Copy the material from the line containing "main landing gear in the intersection above." up to and including the line containing "[70,35,1091,660]", replacing "bounding regions" with "bounding boxes" and leaving everything else unchanged.
=-=-=-=-=
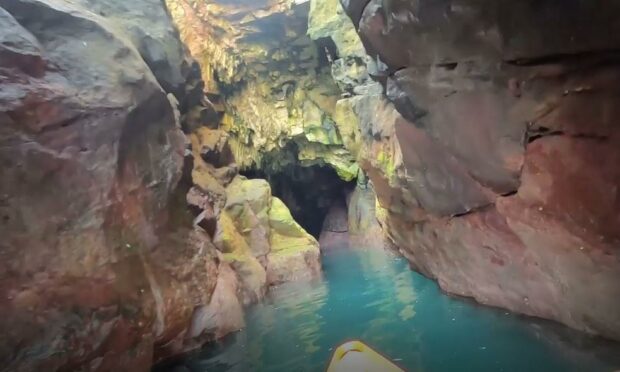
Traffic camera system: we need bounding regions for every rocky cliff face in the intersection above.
[0,0,319,371]
[334,0,620,339]
[168,0,358,181]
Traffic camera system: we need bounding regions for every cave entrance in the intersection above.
[241,165,355,239]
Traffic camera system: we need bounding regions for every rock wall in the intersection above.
[0,0,320,371]
[332,0,620,339]
[167,0,358,181]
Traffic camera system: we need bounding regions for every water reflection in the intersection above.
[158,250,620,372]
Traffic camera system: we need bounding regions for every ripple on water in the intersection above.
[160,249,620,372]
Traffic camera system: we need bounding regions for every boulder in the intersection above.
[267,197,321,285]
[342,0,620,339]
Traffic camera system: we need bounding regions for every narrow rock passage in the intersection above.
[154,247,620,372]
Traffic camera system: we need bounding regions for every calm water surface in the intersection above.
[165,250,620,372]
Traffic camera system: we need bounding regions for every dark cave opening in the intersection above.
[241,165,355,239]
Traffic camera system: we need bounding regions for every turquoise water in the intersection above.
[163,250,620,372]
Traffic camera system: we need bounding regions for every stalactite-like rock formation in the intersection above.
[0,0,320,371]
[332,0,620,339]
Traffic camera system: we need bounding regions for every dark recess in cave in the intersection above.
[241,165,355,239]
[314,37,340,70]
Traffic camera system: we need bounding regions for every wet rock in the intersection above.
[343,0,620,339]
[0,0,237,371]
[319,200,349,251]
[267,198,321,284]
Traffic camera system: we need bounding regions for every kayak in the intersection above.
[327,340,404,372]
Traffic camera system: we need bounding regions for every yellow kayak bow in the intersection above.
[327,341,404,372]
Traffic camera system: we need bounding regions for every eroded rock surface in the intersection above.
[0,0,320,371]
[336,0,620,339]
[167,0,363,181]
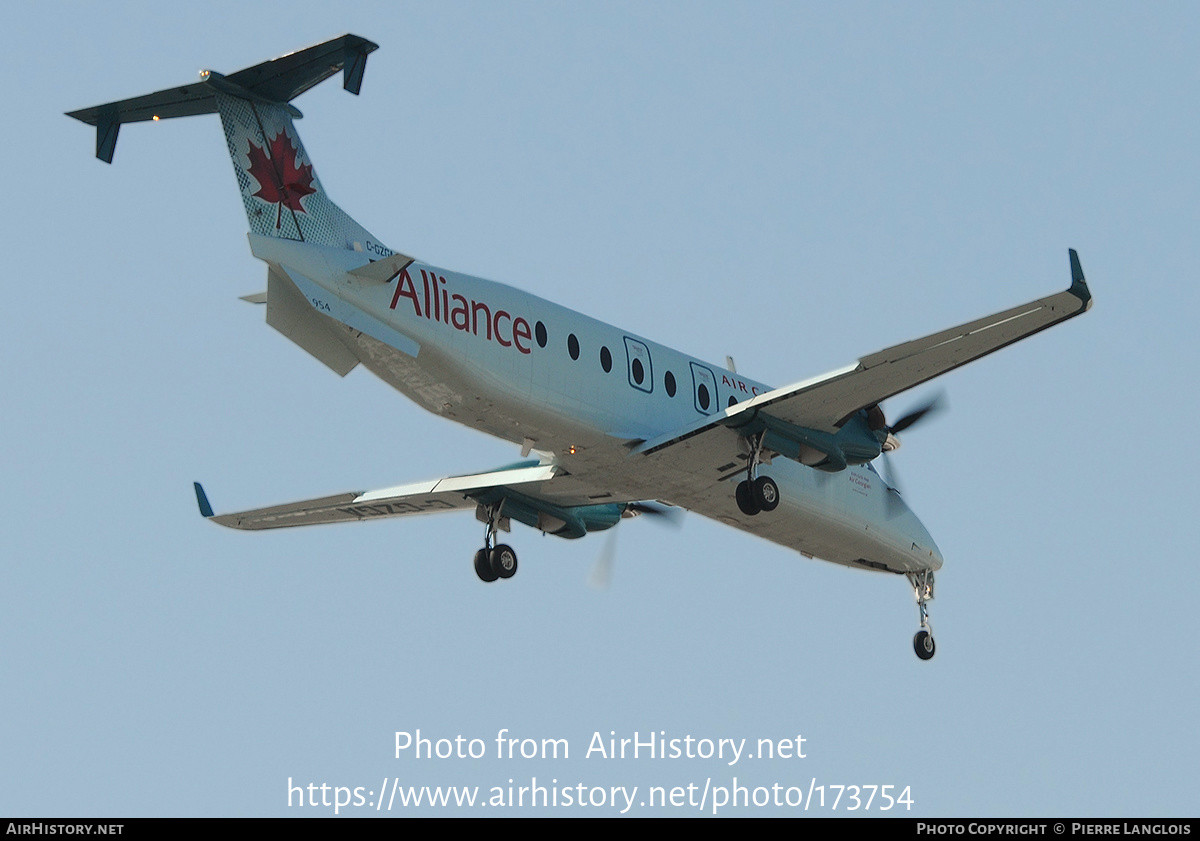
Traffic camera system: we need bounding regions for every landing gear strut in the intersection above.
[905,570,936,660]
[733,433,779,517]
[475,500,517,582]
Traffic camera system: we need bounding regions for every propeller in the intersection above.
[869,391,946,452]
[871,391,946,512]
[588,503,684,590]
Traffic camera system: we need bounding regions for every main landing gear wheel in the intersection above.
[733,481,762,517]
[475,500,517,582]
[490,543,517,578]
[752,476,779,511]
[475,549,499,583]
[733,433,779,517]
[912,631,936,660]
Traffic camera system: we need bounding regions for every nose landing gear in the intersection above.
[905,570,937,660]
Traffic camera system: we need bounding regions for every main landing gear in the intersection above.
[475,503,517,582]
[733,435,779,517]
[905,570,936,660]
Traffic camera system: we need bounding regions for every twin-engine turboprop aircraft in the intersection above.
[70,35,1091,660]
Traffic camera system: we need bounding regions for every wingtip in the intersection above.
[1067,248,1092,310]
[192,482,212,519]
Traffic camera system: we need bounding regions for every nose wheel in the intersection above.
[474,501,517,583]
[905,570,937,660]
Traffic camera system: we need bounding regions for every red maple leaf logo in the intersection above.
[247,131,317,228]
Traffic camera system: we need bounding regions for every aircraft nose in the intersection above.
[913,517,942,570]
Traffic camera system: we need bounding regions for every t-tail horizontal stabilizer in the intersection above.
[67,35,379,163]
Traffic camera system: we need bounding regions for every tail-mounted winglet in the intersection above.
[192,482,212,518]
[1067,248,1092,312]
[67,35,379,163]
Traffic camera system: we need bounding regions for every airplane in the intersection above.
[67,35,1092,660]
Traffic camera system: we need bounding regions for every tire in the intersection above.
[754,476,779,511]
[733,481,762,517]
[912,631,937,660]
[475,549,499,583]
[491,543,517,578]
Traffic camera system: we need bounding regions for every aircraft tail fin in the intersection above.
[67,35,390,249]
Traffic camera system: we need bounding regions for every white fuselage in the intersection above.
[267,238,942,572]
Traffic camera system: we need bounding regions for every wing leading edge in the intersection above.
[194,464,554,530]
[634,248,1092,455]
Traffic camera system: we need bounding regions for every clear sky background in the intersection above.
[0,1,1200,817]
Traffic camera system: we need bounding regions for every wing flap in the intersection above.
[197,464,554,530]
[631,248,1092,458]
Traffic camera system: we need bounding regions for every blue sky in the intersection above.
[0,2,1200,817]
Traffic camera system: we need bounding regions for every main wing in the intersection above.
[632,248,1092,473]
[194,461,648,537]
[194,464,554,530]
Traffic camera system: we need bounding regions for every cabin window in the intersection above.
[690,362,716,415]
[625,336,654,392]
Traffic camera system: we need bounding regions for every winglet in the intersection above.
[192,482,212,518]
[1067,248,1092,312]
=-=-=-=-=
Exercise response:
Traffic camera system: we need bounding boxes for every main landing gear in the intersection above.
[475,503,517,582]
[733,435,779,517]
[905,570,936,660]
Traffic camera system: we need bounding boxes for every twin-engine turboprop aircraft in the intersection above.
[70,35,1091,660]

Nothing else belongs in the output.